▸ Data records:
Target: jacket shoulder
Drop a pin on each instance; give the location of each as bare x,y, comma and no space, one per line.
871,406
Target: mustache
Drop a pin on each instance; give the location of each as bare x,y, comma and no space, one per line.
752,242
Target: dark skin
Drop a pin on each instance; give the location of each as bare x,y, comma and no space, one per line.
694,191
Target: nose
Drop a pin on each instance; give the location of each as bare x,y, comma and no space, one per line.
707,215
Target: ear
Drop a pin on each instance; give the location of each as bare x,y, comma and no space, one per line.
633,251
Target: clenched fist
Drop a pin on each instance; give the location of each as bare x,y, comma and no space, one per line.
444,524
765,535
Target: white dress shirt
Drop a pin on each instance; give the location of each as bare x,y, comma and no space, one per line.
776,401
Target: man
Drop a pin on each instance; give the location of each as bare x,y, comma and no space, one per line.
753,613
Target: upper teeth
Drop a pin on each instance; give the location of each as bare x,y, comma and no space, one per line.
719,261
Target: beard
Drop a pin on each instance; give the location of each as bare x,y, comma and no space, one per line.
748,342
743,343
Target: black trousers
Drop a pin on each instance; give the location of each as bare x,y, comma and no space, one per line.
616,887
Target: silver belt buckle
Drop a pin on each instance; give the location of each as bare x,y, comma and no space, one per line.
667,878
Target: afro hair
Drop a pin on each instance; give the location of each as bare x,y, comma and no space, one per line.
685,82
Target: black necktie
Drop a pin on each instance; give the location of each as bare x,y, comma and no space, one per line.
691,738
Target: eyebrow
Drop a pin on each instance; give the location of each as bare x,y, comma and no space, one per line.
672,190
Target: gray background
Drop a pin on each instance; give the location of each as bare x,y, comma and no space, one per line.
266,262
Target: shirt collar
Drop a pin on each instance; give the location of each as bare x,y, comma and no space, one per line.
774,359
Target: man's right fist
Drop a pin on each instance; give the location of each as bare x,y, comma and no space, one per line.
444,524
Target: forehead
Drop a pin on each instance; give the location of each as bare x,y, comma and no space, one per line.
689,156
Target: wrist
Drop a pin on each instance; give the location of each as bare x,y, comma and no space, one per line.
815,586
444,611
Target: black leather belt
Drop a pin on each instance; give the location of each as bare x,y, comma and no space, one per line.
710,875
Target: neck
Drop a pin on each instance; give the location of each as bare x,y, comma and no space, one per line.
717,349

▸ What you are asked to do:
Write out every record again, swapping "Drop a pin" for "Put a marker" and keeping everything else the same.

▸ Finished task:
Target: jacket shoulder
Put a marker on each instance; give the location of each as bare x,y, comma and no space, one per line.
871,406
Target: mustache
Put a marker on each instance; give the location of each as bare x,y, comma and no space, one per line.
752,242
Target: dark skin
Put a marker on each instance; give the location of each as bare x,y, comma and no space, one per line.
694,191
Target: nose
Put a marker on each instance; give the location of each as bare x,y, comma and no space, one per line.
707,215
Target: ear
Put a marker on each instance; give the location of each as bare x,y, comma and no space, one per line.
633,251
Target: clenched fist
Put a marker on each instance; give the location of each as bare x,y, comma and no space, one per line.
444,524
765,535
Target: white dress shirt
Put a marker on each instance; give the location of each as bare x,y, comma and no space, one per line.
776,401
Target: man
Put a marker on each instance; give the location of each as bare x,y, comma and no space, one per line.
753,613
Target: upper teeth
Put a marker on each instance; give the location of each as bare x,y, comma and no space, one per line.
719,261
Target: beard
Put a marker on each instance; give the location of each as bare x,y, comma and no space, one per line.
748,342
743,343
Target: black trousers
Put a marker on each instance; give the location of each as bare x,y, comma and no space, one per line.
616,887
Target: silver belt buckle
Put a marker on each instance; give the location of each as bare x,y, comma and no space, one per line.
667,878
Target: afro hair
Put a marker on each instance; give the location of each as bare x,y, comma and no space, one per line.
685,82
Target: black necktie
Put a marker on each instance; give the location of each as bare x,y, comma and no space, one per line.
691,738
Target: eyebrow
Put a marker on each instance; give the location of each as bare x,y, comma and no space, one per line.
672,190
Target: gray background
Put a marker on each instance; give the location of each as bare x,y, comma and no space, one per line.
266,262
Target: shirt collar
Put a marker on each instance; give the location of each as bare x,y, comma and no space, one per line.
774,359
Target: man's right fist
Put a marker on each instance; give the location of each as bare x,y, comma and no space, one per line.
444,524
Target: forehead
Put a marker on each instance; give the location of each as bare x,y, comma and no space, one per line.
689,156
Target: wrist
Put a marker on each instance; give the location of each as bare x,y, comma and no space, one per line.
815,586
444,611
Target: black leather belt
Put a marker on each instance; give the location of each as bare x,y, comma and no space, one per line.
710,875
Target: neck
Put a marker on each instance; give the location of each as bare x,y, comma and no space, one per line.
717,349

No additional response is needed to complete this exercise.